Source text
-- BEGIN --
2. Display according to claim 1 characterized in that the
light-sensitive measuring element (2) is integrated into a
component (3a) which is located on a display glass (4).
3. Display according to claim 2 characterized in that the component
(3a) includes an integrated circuit attached to the display glass
(4).
4. Display according to claim 2 or 3 characterized in that the
component (3a) located on the display glass (4) is shielded from
incident light by means of an opaque protective layer (10) which
has an aperture (11), and in that the aperture (11) and the
light-sensitive measuring element (2) in the component (3a) are
mutually disposed such that the incident luminous radiation reaches
the light-sensitive measuring element (2) through the aperture
(11).
5. Display according to one of the claims 2 to 4 characterized in
that the component (3a) includes a display controller and/or a
display driver stage (3a).
6. Display according to one of the claims 1 to 5 characterized by a
measuring device which by means of the light-sensitive measuring
element determines an ambient light intensity incident on the
display.
7. Display according to claim 6 characterized in that the display
illuminating device operates in a pulsating manner and in that the
measuring device has a filtering device which filters out that
portion of the light intensity, determined by means of the
light-sensitive measuring element, that is produced by the display
illuminating device.
-- END --
Entries from a dataset
-- BEGIN --
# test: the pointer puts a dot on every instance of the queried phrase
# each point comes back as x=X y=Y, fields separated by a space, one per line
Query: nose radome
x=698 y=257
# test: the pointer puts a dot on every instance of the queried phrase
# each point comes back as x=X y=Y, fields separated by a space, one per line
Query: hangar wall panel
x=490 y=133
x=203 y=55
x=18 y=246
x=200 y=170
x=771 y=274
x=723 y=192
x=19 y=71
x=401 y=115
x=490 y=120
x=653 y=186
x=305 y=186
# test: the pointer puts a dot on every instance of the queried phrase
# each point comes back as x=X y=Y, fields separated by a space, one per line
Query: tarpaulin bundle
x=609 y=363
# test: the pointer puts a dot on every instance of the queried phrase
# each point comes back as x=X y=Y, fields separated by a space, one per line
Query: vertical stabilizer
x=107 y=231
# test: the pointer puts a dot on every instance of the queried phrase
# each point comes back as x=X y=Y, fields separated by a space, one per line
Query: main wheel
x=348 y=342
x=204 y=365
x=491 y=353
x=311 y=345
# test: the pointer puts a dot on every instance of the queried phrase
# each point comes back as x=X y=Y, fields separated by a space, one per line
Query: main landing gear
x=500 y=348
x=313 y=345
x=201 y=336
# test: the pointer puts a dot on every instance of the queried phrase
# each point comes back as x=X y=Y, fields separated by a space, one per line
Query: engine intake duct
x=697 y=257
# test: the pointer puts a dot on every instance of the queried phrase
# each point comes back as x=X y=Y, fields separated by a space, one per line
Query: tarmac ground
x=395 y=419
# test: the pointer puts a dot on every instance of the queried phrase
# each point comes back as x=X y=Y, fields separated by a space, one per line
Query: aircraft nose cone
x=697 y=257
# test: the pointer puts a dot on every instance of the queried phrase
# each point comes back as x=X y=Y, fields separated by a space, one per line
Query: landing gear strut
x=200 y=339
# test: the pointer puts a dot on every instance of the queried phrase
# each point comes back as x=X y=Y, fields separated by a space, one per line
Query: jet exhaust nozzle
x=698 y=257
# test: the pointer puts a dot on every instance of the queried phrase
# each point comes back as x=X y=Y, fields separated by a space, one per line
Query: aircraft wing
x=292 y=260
-- END --
Jobs
**a.** List every part in the display patent claims that is given a reference number in parentheses, along with its number.
**b.** Carry on writing the display patent claims from where they stop.
The rows have nothing to do with the work here.

Written responses
**a.**
light-sensitive measuring element (2)
component (3a)
display glass (4)
opaque protective layer (10)
aperture (11)
display driver stage (3a)

**b.**
8. Display according to claim 6 characterized in that the display
illuminating device operates intermittently and in that the
measuring device has means for determining the light intensity by
means of the sensitive measuring element only when the display
illuminating device is not producing any light.
9. Display according to one of the claims 1 to 8 characterized in
that the measuring element determines a digital value or in that a
device that converts the light intensity determined by means of the
measuring element into a digital value is integrated into the
display.
10. Device with a display according to one of the claims 1 to
9.
11. Method for operating a display (1) with a display illuminating
device wherein a light intensity of a luminous radiation occurring
on the display (1) is determined and the display illuminating
device is controlled according to the determined light intensity,
characterized in that the light intensity is determined by means of
a light-sensitive measuring element (2) integrated into the display
(1).
12. Method according to claim 11 characterized in that an ambient
light intensity occurring on the display is measured.
13. Method according to claim 12 characterized in that the display
illuminating device operates in a pulsating manner and in that a
portion of the determined light intensity produced by the display
illuminating device is filtered out.
14. Method according to claim 12 characterized in that the display
illuminating device operates intermittently and in that the light
intensity is only determined when the display illuminating device
is not producing any light.
Description
BACKGROUND
[0001] The present invention relates to a display, and more
particularly a display including a display illuminating device and
means to control the display illuminating device according to the
light intensity of luminous radiation occurring on the display are
determined through the use of a light-sensitive element. The
present invention further relates to a device with a display of
this type and a method for operating a corresponding display.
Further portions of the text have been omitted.